# PC4200 vs PC5300 ?



## Michael

I bought my computer with (512MB) PC5300 DDR SDRAM installed, but purchased a stick of (512MB) PC4200. 

When I install the two of them, whether both in slot one and two, or slot one and three, my PC registers them as 767MB total. Is this, or could this, be a compatibility issue between the two sticks?

Acer (the company who provides my tech support) tried to tell me that Windows Vista 'hides' resources from the end user, resources such as RAM. However, when I install a single stick of 512MB, I get 470MB total. Same on both sticks. 

So, with two installed, I should be getting about 940MB? Correct me if I'm wrong.

Any help is greatly appreciated.


----------



## kof2000

your computer/laptop is running integrated graphics. video takes portion of your system memory as video memory.


----------



## Geoff

You should be getting 1024MB, but it sounds like your integrated video is dedicating 256MB for itself.  Have a look in your BIOS and see if theres a way to change the allocated video memory.


----------



## taylormsj

yeh should be able to switch it to 128 or 64mb if not needed


----------



## Michael

The situation you've all brought up explains quite a bit.. when I installed the new stick of RAM, my 'Windows Experience' for graphics and 3D graphics jumped from 2.3 to 3.9 and 3.0. I couldn't explain it before, but now it makes perfect sense 

I actually went into the BIOS, but found nothing that would allow me to reduce the amount of RAM the integrated video uses.

Maybe one or all of you have a suggestion on where else I might be able to reduce RAM usage?

If it helps you at all, I have integrated NVIDIA GeForce6100 (nForce405)

Thanks for all of the help, it's greatly appreciated!

◆ **DIRECTIONS**
Continue the forum thread about mixing PC4200 and PC5300 memory from where it stops.

◆ **DATA SECTION**
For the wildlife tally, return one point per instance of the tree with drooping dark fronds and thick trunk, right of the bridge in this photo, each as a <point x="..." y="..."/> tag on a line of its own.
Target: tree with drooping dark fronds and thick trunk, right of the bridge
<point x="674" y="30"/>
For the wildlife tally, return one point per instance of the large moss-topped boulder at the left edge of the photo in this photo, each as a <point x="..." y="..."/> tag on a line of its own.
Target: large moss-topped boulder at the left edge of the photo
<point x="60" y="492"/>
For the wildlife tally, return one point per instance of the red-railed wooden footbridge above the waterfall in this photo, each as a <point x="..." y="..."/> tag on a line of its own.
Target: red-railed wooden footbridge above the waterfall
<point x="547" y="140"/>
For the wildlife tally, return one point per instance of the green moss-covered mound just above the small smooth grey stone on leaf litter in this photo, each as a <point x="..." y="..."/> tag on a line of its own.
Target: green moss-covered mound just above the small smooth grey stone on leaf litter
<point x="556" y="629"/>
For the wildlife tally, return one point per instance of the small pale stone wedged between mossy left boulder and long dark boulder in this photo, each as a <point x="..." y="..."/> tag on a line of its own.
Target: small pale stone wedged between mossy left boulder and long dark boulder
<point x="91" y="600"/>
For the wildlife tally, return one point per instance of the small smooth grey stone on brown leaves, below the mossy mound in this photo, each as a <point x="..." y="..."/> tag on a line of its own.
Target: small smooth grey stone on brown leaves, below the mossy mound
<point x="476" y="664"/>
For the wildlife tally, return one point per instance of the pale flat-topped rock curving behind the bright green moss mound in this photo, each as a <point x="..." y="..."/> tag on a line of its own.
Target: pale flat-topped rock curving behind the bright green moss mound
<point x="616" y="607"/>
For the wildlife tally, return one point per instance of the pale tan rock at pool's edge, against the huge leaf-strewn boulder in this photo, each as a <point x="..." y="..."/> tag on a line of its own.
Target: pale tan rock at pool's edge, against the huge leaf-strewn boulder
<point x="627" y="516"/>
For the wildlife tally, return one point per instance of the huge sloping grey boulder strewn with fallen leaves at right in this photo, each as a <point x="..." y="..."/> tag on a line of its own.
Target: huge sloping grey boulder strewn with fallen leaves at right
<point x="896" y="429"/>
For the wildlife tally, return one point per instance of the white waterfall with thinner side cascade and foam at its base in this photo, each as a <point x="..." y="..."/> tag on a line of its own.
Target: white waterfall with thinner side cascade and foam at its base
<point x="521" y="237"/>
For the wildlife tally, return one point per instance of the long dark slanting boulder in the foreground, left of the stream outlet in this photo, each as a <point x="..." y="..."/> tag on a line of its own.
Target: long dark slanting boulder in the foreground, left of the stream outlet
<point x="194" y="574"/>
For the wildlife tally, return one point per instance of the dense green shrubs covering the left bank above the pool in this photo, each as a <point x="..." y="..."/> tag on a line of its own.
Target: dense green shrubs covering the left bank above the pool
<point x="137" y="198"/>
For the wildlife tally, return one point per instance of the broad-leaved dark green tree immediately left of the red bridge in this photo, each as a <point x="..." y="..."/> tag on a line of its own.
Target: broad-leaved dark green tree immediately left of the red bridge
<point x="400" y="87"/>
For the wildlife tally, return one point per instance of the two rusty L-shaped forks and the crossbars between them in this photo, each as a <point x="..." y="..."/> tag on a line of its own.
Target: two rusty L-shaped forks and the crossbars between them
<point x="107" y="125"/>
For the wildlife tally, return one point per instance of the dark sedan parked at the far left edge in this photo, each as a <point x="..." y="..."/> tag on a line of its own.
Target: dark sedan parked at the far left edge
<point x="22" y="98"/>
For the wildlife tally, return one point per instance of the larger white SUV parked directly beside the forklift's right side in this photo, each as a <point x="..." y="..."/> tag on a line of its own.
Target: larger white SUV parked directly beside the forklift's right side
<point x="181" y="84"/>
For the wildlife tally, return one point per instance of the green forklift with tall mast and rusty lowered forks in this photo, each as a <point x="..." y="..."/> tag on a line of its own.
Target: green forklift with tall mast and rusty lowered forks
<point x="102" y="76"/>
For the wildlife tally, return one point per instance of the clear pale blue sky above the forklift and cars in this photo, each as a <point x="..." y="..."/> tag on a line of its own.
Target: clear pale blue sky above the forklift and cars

◆ **FINAL ANSWER**
PS: I use my PC for Photoshop, web surfing, up/downloading etc etc, nothing graphics intensive, so basic graphics would suit me fine. What amount of RAM would you suggest setting it at (minimum) for basic computing + Photoshop CS2?


----------



## Michael

I just googled for about half an hour and found that my onboard graphics 'aquires' 256MB (MAX) from the RAM, so if nothing else.. 256MB of (soon to be) 2GB isn't so bad.

If anyone has any other suggestions as to reducing the amount it takes, I'm all ears still


----------



## Cromewell

Turning it off completely and getting a discrete card is the only other thing you can do if you can't manually reduce how much RAM it takes.


----------



## Michael

Sounds good. I can live with it taking 256MB of RAM.

One other thing I'm wondering, though.

My computer came with DDR2 667 (PC2/5300) installed, but newegg and everyone else recommended DDR2 533 (PC2/4200). 

Now that I've purchased 4 sticks of the DDR2 533 it's a little late to turn back, but, is there going to be a huge, noticable, performance difference between the two speeds?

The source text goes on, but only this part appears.